REQUIRED WORK - Reproduce the material starting at its beginning and ending at the line containing "601 547 L 685", with "keyboard" changed to "monitor" and nothing else altered. Leave the picture out.

RECORDS FOR THE TASK -
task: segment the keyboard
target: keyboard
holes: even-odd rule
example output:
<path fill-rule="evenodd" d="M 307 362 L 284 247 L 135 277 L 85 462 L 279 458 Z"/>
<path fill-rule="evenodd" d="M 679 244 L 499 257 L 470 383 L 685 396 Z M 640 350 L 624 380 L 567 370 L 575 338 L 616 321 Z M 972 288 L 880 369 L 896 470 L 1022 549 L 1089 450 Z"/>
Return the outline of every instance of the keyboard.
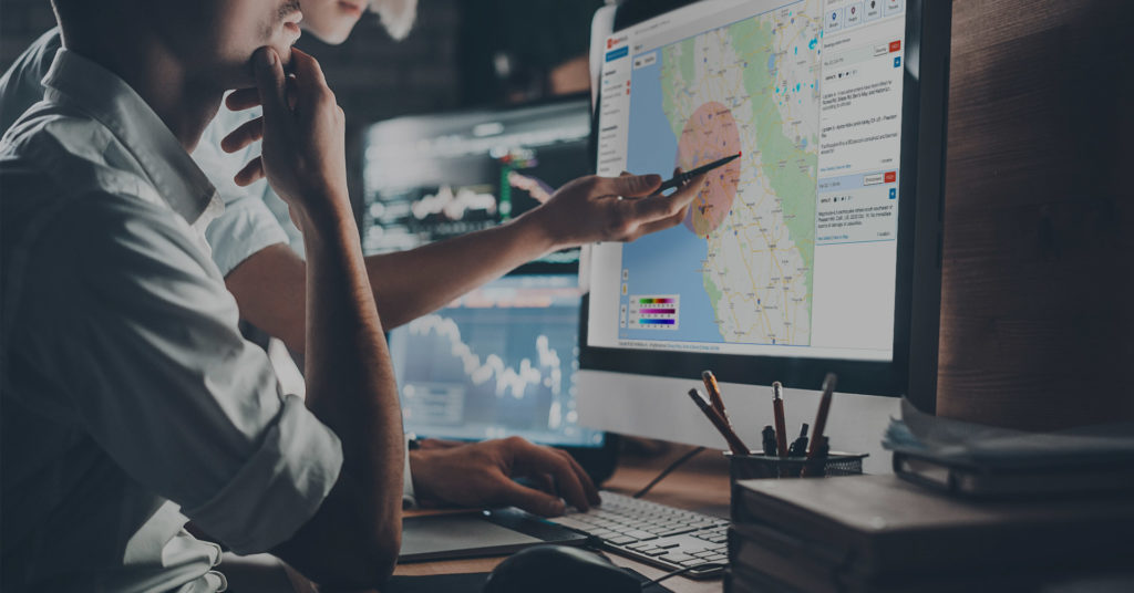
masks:
<path fill-rule="evenodd" d="M 601 547 L 685 576 L 719 576 L 728 564 L 728 520 L 602 491 L 602 506 L 548 519 L 601 542 Z M 703 568 L 699 566 L 706 565 Z"/>

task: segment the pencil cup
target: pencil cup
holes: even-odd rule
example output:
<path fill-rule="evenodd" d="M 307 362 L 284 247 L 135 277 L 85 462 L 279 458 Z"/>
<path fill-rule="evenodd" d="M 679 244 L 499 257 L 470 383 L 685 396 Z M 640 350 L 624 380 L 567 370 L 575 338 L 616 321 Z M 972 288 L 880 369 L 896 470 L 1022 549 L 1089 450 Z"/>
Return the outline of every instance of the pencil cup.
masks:
<path fill-rule="evenodd" d="M 824 460 L 814 460 L 822 464 L 822 473 L 816 468 L 811 475 L 816 477 L 858 475 L 862 473 L 862 460 L 868 455 L 831 452 Z M 799 477 L 803 468 L 807 465 L 805 457 L 776 457 L 755 454 L 735 455 L 733 451 L 725 451 L 725 457 L 728 458 L 728 476 L 730 482 L 767 477 Z"/>

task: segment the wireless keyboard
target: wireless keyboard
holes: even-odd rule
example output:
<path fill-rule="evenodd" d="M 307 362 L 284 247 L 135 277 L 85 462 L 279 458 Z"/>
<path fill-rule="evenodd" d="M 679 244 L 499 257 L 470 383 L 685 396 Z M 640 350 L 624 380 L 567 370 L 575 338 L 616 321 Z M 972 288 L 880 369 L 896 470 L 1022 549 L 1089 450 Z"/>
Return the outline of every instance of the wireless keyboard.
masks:
<path fill-rule="evenodd" d="M 602 491 L 602 506 L 567 512 L 552 523 L 598 539 L 602 548 L 686 576 L 723 574 L 728 562 L 728 520 Z M 701 567 L 703 568 L 696 568 Z"/>

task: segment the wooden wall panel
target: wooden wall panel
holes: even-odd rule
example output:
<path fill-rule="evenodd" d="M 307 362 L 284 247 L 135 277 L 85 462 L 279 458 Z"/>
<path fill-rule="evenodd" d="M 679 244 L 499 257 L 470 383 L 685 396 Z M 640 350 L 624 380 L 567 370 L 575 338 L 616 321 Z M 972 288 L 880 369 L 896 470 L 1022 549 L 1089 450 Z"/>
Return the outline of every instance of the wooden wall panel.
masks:
<path fill-rule="evenodd" d="M 1132 15 L 1119 0 L 954 3 L 943 416 L 1134 420 Z"/>

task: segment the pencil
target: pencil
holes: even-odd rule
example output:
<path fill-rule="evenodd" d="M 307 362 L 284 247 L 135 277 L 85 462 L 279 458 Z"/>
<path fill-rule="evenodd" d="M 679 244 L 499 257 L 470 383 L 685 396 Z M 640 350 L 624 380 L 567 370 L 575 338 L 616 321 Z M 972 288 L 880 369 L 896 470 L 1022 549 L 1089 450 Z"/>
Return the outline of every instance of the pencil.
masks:
<path fill-rule="evenodd" d="M 811 429 L 811 448 L 807 449 L 807 459 L 814 457 L 822 447 L 820 437 L 823 435 L 823 429 L 827 427 L 827 413 L 831 409 L 831 393 L 835 392 L 835 386 L 838 381 L 839 378 L 835 373 L 827 373 L 823 379 L 823 396 L 819 399 L 819 412 L 815 414 L 815 424 Z"/>
<path fill-rule="evenodd" d="M 705 390 L 709 391 L 709 403 L 712 404 L 712 408 L 720 413 L 725 422 L 728 422 L 725 400 L 720 398 L 720 386 L 717 384 L 717 378 L 713 376 L 712 371 L 701 371 L 701 380 L 704 381 Z"/>
<path fill-rule="evenodd" d="M 716 161 L 713 161 L 713 162 L 711 162 L 709 164 L 704 164 L 704 166 L 697 167 L 696 169 L 693 169 L 692 171 L 686 171 L 684 173 L 678 173 L 678 175 L 674 176 L 672 179 L 662 181 L 661 187 L 659 187 L 655 192 L 661 193 L 661 192 L 665 192 L 666 189 L 670 189 L 672 187 L 678 187 L 678 186 L 685 185 L 691 179 L 693 179 L 694 177 L 696 177 L 696 176 L 699 176 L 701 173 L 706 173 L 706 172 L 709 172 L 709 171 L 711 171 L 711 170 L 713 170 L 713 169 L 716 169 L 718 167 L 723 167 L 723 166 L 726 166 L 726 164 L 728 164 L 728 163 L 730 163 L 730 162 L 733 162 L 733 161 L 735 161 L 735 160 L 737 160 L 739 158 L 741 158 L 741 153 L 738 152 L 738 153 L 736 153 L 736 154 L 734 154 L 731 156 L 725 156 L 723 159 L 718 159 L 718 160 L 716 160 Z"/>
<path fill-rule="evenodd" d="M 711 422 L 717 429 L 717 432 L 725 438 L 725 441 L 728 442 L 728 448 L 734 455 L 748 455 L 751 452 L 748 447 L 744 444 L 744 441 L 742 441 L 741 438 L 733 432 L 733 429 L 728 427 L 725 418 L 722 418 L 720 414 L 717 414 L 717 410 L 709 405 L 709 401 L 706 401 L 705 397 L 701 395 L 701 391 L 691 389 L 689 398 L 692 398 L 693 403 L 697 405 L 697 408 L 704 413 L 704 415 L 709 418 L 709 422 Z"/>

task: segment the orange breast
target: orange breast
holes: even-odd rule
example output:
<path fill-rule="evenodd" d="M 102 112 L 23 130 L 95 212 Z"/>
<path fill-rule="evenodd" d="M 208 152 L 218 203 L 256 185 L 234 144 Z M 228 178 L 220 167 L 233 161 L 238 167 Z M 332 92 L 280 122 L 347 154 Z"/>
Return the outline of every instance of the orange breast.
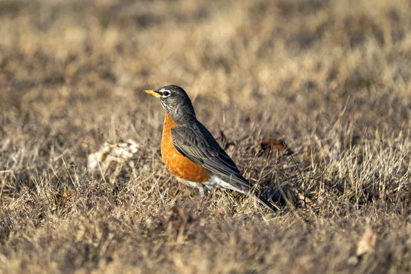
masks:
<path fill-rule="evenodd" d="M 169 114 L 166 114 L 161 140 L 161 155 L 166 166 L 178 179 L 203 182 L 208 176 L 206 169 L 180 154 L 174 145 L 171 129 L 177 127 Z"/>

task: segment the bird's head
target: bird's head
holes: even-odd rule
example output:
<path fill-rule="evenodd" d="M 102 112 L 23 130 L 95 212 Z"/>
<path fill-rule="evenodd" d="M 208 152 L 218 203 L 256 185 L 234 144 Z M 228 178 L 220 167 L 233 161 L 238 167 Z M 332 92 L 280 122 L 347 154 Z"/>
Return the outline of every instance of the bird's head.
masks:
<path fill-rule="evenodd" d="M 145 90 L 144 92 L 158 99 L 161 105 L 174 121 L 178 121 L 188 114 L 195 117 L 190 97 L 178 86 L 165 86 L 158 90 Z"/>

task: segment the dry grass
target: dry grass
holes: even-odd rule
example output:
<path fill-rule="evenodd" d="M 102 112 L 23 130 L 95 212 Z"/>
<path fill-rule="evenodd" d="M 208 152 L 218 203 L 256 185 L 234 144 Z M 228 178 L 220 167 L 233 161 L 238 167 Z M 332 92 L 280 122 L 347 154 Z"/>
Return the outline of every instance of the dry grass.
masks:
<path fill-rule="evenodd" d="M 193 2 L 0 1 L 0 271 L 411 271 L 410 1 Z M 168 84 L 277 215 L 170 177 L 136 92 Z M 134 168 L 86 172 L 127 139 Z"/>

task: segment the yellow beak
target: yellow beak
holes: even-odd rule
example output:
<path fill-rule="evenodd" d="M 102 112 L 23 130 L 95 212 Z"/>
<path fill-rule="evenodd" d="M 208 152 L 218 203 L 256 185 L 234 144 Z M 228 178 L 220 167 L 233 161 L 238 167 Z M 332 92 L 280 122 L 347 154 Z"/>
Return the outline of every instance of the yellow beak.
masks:
<path fill-rule="evenodd" d="M 146 93 L 148 93 L 149 95 L 151 95 L 155 97 L 161 97 L 161 95 L 160 95 L 160 93 L 158 93 L 157 91 L 154 90 L 142 90 Z"/>

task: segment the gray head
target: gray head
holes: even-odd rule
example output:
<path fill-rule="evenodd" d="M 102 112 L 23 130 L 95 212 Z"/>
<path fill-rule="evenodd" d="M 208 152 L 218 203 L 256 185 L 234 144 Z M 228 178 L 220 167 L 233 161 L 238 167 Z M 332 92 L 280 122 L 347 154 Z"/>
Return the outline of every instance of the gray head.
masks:
<path fill-rule="evenodd" d="M 144 92 L 157 97 L 163 108 L 175 121 L 187 115 L 195 117 L 190 97 L 178 86 L 165 86 L 158 90 L 145 90 Z"/>

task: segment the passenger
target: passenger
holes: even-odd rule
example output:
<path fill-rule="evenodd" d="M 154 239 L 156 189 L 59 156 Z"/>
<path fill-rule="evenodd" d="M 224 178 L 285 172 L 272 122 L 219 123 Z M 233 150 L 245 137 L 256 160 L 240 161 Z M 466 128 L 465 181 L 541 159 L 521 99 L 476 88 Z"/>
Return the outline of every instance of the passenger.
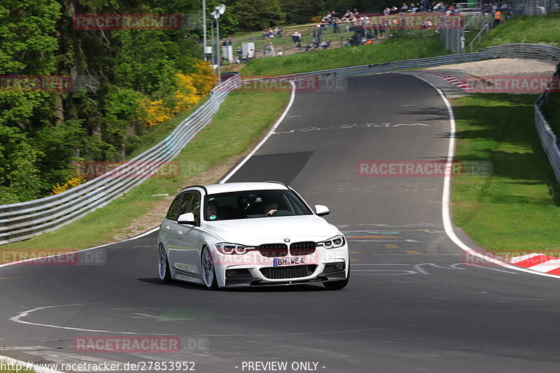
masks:
<path fill-rule="evenodd" d="M 219 205 L 217 201 L 210 201 L 208 202 L 208 206 L 206 208 L 206 216 L 211 220 L 215 220 L 218 218 L 218 209 Z"/>
<path fill-rule="evenodd" d="M 276 202 L 267 202 L 265 205 L 265 216 L 272 216 L 278 211 L 278 204 Z"/>

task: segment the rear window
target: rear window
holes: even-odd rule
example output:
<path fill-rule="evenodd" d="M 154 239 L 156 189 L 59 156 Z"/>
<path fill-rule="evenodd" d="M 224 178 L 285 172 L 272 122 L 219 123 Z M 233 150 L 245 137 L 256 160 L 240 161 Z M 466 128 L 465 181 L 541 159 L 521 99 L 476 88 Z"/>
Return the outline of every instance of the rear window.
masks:
<path fill-rule="evenodd" d="M 266 211 L 274 209 L 272 216 Z M 312 215 L 313 212 L 292 190 L 246 190 L 206 196 L 204 220 L 228 220 Z"/>

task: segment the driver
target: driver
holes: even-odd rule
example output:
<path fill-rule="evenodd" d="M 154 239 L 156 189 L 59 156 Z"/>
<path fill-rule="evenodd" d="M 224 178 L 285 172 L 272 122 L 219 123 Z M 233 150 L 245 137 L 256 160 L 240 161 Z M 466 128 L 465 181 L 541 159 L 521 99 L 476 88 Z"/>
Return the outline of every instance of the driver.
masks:
<path fill-rule="evenodd" d="M 218 209 L 219 209 L 219 207 L 217 201 L 209 201 L 208 202 L 206 211 L 206 216 L 209 219 L 214 220 L 218 218 Z"/>
<path fill-rule="evenodd" d="M 265 205 L 265 216 L 272 216 L 278 211 L 278 204 L 276 202 L 267 202 Z"/>

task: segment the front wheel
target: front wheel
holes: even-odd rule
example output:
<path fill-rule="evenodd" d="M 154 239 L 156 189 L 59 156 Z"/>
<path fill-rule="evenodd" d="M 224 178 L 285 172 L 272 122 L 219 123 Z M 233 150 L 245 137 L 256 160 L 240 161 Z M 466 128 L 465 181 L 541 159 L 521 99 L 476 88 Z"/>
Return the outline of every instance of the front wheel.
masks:
<path fill-rule="evenodd" d="M 167 260 L 167 253 L 163 245 L 160 245 L 158 251 L 158 269 L 160 272 L 160 279 L 163 282 L 169 282 L 171 272 L 169 271 L 169 261 Z"/>
<path fill-rule="evenodd" d="M 202 276 L 204 279 L 204 284 L 210 290 L 218 288 L 218 280 L 216 279 L 216 271 L 214 264 L 212 262 L 212 255 L 210 250 L 205 247 L 202 250 Z"/>

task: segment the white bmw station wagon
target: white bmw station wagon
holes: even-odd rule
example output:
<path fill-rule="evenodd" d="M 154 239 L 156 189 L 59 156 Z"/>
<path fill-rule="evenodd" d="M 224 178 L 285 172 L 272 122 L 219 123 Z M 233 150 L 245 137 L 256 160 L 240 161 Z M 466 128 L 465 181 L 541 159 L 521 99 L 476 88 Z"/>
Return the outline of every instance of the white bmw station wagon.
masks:
<path fill-rule="evenodd" d="M 175 197 L 158 235 L 164 281 L 210 289 L 323 283 L 343 288 L 348 244 L 334 225 L 279 182 L 193 185 Z"/>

SOLUTION TO THIS TASK -
task: segment the monitor
target: monitor
holes: even-odd rule
example output:
<path fill-rule="evenodd" d="M 307 362 L 284 247 L 135 277 L 85 462 L 279 458 Z"/>
<path fill-rule="evenodd" d="M 679 244 L 499 257 L 470 383 L 685 396 Z M 640 350 L 624 380 L 567 370 L 575 338 L 616 321 Z M 972 288 L 880 369 L 896 470 L 1022 549 L 1089 450 Z"/>
Return the outline of every instance of the monitor.
masks:
<path fill-rule="evenodd" d="M 601 547 L 685 576 L 719 576 L 728 564 L 728 520 L 602 491 L 602 506 L 548 519 L 601 542 Z M 703 568 L 699 566 L 706 565 Z"/>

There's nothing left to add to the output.